## What is being asked:
Without skipping anything, write out each record below exactly.

## Records provided:
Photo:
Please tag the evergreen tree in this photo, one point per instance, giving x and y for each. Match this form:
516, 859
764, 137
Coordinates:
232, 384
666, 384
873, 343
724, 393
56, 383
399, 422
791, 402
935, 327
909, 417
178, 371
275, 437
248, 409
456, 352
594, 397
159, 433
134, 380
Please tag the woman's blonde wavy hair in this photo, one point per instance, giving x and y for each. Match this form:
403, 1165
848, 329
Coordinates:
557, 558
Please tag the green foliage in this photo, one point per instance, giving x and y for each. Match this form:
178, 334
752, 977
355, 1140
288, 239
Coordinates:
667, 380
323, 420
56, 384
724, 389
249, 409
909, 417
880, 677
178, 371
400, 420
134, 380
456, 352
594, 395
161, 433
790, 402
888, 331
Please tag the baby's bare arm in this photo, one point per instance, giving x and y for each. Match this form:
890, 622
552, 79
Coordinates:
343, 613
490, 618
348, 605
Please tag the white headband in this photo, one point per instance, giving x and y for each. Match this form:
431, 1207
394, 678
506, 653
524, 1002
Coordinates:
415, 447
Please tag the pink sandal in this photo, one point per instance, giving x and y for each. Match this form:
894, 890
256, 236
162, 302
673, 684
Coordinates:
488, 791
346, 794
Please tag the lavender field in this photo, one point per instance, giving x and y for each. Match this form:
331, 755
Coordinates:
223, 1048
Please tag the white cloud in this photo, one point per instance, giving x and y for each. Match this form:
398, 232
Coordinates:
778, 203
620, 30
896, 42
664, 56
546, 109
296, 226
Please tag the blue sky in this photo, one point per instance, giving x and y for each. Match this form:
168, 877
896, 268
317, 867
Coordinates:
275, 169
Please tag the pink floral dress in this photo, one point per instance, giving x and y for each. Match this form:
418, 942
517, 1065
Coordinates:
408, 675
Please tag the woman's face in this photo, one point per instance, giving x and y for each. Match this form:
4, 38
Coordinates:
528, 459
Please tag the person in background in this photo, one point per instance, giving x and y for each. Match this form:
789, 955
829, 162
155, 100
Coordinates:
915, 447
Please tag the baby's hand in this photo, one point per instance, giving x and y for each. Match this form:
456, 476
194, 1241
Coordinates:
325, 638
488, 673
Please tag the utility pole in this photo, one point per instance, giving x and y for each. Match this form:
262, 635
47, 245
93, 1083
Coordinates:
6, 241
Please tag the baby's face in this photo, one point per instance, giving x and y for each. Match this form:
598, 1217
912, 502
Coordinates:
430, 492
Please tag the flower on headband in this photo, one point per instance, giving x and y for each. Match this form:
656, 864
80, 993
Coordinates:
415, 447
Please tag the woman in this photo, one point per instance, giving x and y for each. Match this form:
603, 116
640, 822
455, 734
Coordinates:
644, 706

## Task solution:
Photo:
Please tag the evergreen tree in this photo, one point per instance, giving x and y for each. Match this form:
516, 859
764, 137
Coordinates:
232, 384
666, 384
873, 343
724, 393
56, 383
399, 422
791, 402
935, 327
909, 417
178, 371
275, 437
248, 409
456, 352
594, 397
159, 433
134, 380
Please tag the woman's blonde wavy hair in this photo, one point per instance, giving x and y for each. Match this form:
403, 1165
848, 329
Coordinates:
557, 558
Please tag the green foliage in this photo, one point per instance, giving x and y for each. Match this form:
178, 334
752, 977
355, 1140
288, 239
Coordinates:
667, 380
323, 420
56, 384
724, 389
249, 409
909, 417
880, 677
178, 371
400, 420
134, 380
456, 352
594, 395
161, 433
790, 402
888, 331
Please tag the baby's bare arm in this photo, one point per instance, giving x and y for each. Match this form:
890, 622
552, 79
Coordinates:
343, 613
490, 618
348, 605
Please tag the white headband in this photo, one point per instance, giving x and y for each. Match this form:
431, 1207
394, 678
506, 653
524, 1002
Coordinates:
415, 447
Please tag the pink sandal in this photo, one point per instance, giving x and y for each. Match this form:
894, 890
256, 236
162, 302
673, 684
Coordinates:
488, 791
346, 794
Please tag the lavender field in this photo, one point per instance, giving x and y for each. Match this form:
331, 755
Coordinates:
223, 1048
Please tag the white cloud in this photo, one point per instance, giving x and y for each. Match this form:
398, 232
Coordinates:
778, 203
620, 30
896, 42
664, 56
546, 109
296, 226
Please tag the blue sky in this photo, one point per instance, giving x and y for each. Match this form:
168, 877
896, 268
317, 867
Coordinates:
275, 169
Please tag the pink floral dress in this photo, one point per instance, giving x and y for each. Match this form:
418, 942
517, 1065
Coordinates:
408, 675
Please tag the woman's face in this photo, one point per instance, giving x and y for each. Match this form:
4, 38
Coordinates:
528, 459
Please tag the person in background in this photo, one point per instance, giving x and y for each. Match this form:
789, 955
829, 162
155, 100
Coordinates:
915, 447
Please tag the baby's hand in this photo, one point per instance, giving x and y for each. Match this form:
456, 476
194, 1241
Coordinates:
325, 638
488, 673
Please tag the utility pole in this photo, one point per instance, giving x and y for each. Match this form:
262, 635
47, 245
93, 1083
Coordinates:
6, 241
Please tag the baby's face in this photo, one point per instance, giving x and y for each. Match this form:
598, 1217
912, 502
Coordinates:
430, 492
Please tag the flower on headband in this photo, one point per instance, giving x and y for each. Match this form:
656, 864
80, 993
Coordinates:
415, 447
Please tag the woman in this photo, one point per instance, giving x and y for each. Match this form:
603, 116
640, 822
455, 734
Coordinates:
644, 706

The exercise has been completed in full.